_REQUIREMENT 1_
In the nursery diary, where is Armstrong the hamster eventually discovered?
_REQUIREMENT 2_
Pick up the nursery diary after its last sentence and carry it on.

_SUPPLIED PASSAGE_
#####

Monday I arrive in the nursery at 8am to find Armstrong, the hamster, has gone AWOL. I ask the children what clues to his whereabouts we should look for. Joe suggests that you'd know where he was if you stepped on something and it crunched. The miscreant animal is eventually discovered curled up in a Davy Crockett hat in the home corner amid copious droppings.
Tuesday While I try to stomach the flow of Abbie's uncontrollable nosebleed, two full pots of paint are knocked on to the floor. After experimentally stepping in and out of the puddle, Ruby shouts triumphantly: "Look, yellow and blue make green".
Meanwhile, Richard confides that he has stuck a "firework" up his nose. This proves to be a sequin, which his mother subsequently retrieves with tweezers and returns to me later in a plastic bag as a souvenir. She tells me that the day before he ate a raw escalope from the fridge. This is clearly a boy with a penchant for stuffing his orifices with quaint novelties.
Wednesday My other role is as garden co-ordinator. Today I discover that, in their zeal for leaf clearance, the contract gardeners have uprooted a bed full of freshly-planted perennials and that a bewildered hedgehog has slipped into a hole recently dug to plant honeysuckle. We scoop him out, and he polishes off a tin of cat food before sauntering away, apparently none the worse for wear.

#####

_STORED RECORDS_

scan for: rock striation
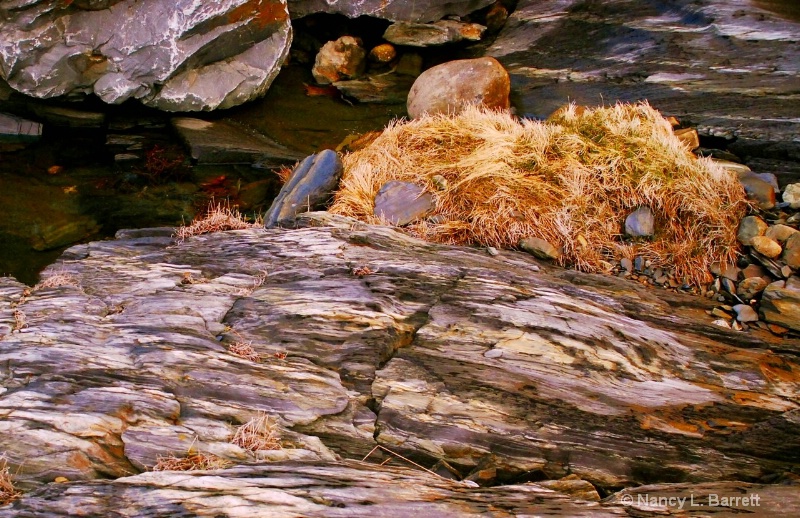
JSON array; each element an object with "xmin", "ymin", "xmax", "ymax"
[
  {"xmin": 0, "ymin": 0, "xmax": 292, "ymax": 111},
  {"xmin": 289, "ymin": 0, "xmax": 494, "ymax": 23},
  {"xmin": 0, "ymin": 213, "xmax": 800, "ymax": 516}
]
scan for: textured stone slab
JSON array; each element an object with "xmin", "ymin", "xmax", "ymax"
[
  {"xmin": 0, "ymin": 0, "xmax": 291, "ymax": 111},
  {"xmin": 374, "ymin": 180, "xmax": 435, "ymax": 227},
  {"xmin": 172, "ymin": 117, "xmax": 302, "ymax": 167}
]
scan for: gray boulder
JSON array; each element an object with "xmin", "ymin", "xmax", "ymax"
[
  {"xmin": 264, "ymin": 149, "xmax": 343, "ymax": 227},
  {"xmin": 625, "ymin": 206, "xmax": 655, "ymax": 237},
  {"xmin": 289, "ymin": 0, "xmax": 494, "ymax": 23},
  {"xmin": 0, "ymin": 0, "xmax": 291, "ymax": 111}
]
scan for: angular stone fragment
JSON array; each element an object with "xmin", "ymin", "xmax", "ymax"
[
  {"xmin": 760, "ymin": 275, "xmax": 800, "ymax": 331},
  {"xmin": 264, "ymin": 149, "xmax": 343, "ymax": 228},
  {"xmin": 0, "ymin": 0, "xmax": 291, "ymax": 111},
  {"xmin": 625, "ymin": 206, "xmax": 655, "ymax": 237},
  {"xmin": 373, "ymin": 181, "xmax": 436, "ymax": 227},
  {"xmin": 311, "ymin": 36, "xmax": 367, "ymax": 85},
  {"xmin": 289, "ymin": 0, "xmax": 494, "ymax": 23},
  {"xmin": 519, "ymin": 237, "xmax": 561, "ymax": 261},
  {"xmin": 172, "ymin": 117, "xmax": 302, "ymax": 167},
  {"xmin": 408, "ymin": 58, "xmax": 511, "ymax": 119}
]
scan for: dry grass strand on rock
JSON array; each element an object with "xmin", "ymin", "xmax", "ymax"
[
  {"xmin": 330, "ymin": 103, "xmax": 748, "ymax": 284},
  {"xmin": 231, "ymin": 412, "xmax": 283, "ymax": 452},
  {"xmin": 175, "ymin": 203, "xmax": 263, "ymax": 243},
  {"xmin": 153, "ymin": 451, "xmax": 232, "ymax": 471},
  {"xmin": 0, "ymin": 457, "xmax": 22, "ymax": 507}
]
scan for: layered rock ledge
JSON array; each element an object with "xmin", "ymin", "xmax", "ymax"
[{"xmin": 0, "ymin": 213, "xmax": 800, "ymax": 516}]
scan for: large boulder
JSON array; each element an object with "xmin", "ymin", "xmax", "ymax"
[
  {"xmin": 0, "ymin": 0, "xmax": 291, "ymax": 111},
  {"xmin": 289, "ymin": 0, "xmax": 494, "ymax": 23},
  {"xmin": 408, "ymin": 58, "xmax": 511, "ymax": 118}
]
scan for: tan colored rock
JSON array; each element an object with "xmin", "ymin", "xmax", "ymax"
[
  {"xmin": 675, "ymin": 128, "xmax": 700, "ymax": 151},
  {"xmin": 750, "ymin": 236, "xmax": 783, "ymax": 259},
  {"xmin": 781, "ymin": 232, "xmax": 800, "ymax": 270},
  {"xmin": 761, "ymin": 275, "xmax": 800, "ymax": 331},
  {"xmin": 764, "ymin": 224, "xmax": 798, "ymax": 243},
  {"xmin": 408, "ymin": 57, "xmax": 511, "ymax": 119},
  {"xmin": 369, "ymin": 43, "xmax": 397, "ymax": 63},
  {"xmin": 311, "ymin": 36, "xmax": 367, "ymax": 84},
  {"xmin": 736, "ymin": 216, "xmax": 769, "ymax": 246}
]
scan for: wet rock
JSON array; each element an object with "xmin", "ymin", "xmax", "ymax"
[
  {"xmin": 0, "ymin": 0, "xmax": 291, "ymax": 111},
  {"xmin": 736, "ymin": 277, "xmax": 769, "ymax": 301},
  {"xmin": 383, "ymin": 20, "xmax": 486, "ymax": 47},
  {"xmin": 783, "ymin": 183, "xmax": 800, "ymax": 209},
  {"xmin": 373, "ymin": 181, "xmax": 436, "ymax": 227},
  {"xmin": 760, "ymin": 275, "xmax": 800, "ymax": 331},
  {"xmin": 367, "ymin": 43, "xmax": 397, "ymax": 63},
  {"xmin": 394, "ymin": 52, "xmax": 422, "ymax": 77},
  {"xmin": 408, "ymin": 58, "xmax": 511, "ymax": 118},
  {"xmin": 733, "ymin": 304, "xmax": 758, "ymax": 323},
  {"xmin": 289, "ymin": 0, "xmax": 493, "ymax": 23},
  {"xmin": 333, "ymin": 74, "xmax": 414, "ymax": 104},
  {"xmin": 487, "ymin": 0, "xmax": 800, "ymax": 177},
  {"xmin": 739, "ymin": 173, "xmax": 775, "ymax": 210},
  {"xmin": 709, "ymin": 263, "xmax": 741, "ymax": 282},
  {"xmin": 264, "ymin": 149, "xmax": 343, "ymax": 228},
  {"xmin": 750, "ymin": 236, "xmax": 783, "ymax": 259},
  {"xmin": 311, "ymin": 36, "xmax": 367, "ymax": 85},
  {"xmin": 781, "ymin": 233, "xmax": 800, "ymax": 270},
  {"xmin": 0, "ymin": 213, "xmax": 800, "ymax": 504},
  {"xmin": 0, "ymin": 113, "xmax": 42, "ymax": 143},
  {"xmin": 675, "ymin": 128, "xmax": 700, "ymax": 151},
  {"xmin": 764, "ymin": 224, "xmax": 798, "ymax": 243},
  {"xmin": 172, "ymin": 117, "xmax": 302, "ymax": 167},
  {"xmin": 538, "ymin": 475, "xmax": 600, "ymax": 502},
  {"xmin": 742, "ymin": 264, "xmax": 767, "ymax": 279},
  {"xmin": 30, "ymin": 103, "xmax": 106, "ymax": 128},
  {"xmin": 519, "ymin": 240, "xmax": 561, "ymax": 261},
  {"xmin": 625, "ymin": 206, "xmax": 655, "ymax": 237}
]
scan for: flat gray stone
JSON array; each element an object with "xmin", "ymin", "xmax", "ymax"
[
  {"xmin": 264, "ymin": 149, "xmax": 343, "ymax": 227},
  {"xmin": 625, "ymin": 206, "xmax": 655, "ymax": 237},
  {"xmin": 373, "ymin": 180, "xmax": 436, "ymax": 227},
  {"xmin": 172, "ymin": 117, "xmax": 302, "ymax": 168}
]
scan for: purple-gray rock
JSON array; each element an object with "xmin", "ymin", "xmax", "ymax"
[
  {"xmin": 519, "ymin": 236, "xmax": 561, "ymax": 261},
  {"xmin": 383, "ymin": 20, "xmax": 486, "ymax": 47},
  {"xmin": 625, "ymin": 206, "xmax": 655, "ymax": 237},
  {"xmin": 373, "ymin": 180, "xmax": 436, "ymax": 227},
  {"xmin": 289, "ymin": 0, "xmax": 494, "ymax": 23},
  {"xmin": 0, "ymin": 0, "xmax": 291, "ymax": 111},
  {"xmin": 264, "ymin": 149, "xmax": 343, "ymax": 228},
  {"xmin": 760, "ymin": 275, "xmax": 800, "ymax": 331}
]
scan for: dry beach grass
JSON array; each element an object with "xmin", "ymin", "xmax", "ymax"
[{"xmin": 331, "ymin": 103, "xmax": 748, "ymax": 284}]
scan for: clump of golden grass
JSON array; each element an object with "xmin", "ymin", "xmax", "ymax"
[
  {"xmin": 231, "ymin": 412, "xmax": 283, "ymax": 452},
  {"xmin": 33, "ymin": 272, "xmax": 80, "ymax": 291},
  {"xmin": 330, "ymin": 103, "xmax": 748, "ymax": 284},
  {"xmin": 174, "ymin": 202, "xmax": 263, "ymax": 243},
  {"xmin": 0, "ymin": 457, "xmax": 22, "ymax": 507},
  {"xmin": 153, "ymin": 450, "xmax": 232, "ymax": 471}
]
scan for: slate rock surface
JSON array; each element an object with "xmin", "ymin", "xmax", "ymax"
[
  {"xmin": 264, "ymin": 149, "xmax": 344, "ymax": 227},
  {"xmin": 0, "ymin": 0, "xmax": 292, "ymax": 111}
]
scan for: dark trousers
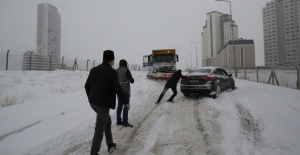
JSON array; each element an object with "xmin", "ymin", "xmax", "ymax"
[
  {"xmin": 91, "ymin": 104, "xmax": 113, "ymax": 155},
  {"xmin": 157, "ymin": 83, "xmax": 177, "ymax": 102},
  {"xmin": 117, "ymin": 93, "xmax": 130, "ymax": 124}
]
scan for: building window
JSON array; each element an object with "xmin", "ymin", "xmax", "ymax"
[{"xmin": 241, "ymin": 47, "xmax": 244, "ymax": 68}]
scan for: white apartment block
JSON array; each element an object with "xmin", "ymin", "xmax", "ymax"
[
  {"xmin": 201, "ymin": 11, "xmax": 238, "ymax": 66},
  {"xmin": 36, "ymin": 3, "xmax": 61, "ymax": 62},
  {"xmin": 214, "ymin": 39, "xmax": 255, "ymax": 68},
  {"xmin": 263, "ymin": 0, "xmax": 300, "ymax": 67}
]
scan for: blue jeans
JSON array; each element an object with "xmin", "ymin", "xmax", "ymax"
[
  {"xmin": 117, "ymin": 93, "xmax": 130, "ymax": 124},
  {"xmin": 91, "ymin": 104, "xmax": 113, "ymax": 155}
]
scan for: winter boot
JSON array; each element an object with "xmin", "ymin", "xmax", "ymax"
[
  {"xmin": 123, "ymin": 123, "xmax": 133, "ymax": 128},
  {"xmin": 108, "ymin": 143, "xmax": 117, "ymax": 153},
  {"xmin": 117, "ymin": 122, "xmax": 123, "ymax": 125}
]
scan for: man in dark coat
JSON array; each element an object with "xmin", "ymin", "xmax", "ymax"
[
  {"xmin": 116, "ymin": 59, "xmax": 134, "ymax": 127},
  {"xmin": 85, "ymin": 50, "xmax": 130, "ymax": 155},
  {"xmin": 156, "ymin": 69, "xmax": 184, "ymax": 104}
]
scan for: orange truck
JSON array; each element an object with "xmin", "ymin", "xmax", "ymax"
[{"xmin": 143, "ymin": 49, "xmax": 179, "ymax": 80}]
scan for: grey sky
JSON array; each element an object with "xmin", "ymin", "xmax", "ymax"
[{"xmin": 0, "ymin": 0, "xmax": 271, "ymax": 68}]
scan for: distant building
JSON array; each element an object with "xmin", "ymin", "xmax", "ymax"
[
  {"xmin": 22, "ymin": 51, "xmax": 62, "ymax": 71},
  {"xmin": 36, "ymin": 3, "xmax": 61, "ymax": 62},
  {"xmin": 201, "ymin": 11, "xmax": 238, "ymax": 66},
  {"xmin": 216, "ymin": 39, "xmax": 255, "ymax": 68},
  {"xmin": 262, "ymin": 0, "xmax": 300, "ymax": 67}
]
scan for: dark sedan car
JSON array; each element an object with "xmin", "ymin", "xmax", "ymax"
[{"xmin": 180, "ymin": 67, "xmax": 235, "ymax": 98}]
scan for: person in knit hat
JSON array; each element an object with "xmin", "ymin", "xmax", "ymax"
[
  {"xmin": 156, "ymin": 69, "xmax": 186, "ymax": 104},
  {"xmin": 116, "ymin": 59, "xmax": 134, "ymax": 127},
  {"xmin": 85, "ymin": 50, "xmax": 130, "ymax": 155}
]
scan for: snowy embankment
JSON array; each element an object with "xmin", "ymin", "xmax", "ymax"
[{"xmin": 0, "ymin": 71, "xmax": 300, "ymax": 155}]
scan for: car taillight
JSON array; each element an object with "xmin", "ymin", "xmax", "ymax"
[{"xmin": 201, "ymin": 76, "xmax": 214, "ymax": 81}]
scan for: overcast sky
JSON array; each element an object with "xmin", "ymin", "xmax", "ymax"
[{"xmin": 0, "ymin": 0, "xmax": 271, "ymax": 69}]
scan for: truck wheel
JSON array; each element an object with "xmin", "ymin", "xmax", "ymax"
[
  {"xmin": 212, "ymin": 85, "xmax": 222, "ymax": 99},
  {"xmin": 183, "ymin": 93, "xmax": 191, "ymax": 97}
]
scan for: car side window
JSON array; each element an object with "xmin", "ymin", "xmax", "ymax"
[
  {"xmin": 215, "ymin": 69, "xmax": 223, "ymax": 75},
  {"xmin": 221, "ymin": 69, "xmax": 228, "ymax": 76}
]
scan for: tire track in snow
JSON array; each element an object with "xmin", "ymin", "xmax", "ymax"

#####

_OUTPUT 1_
Curled up in a Davy Crockett hat in the home corner.

_OUTPUT 2_
Thursday My computer is not functioning. This is not a premature millennium bug, but an anonymous and inventive free spirit feeding the slots with pieces of flattened Plasticine. At story time I ask Amy not to dredge her nose and stick bogeys on to the new carpet. Laura, her twin, obligingly scrapes up the morsel and eats it. After a fourth child wets himself, I attempt - unsuccessfully - to solve the mystery of who keeps locking the loo doors from the outside.
Friday Every available chair and table leg is shackled with ribbons, threads and elastic bands. I am heavily bandaged and my hair is tied into a ponytail.
Somewhere in all of this, we try to keep sight of the desirable outcomes by turning each incident into a fruitful learning experience.
Then it's off home to deal with the accumulated squalor of the week and to persuade my recalcitrant teenager to do homework on the grounds that education is liberating.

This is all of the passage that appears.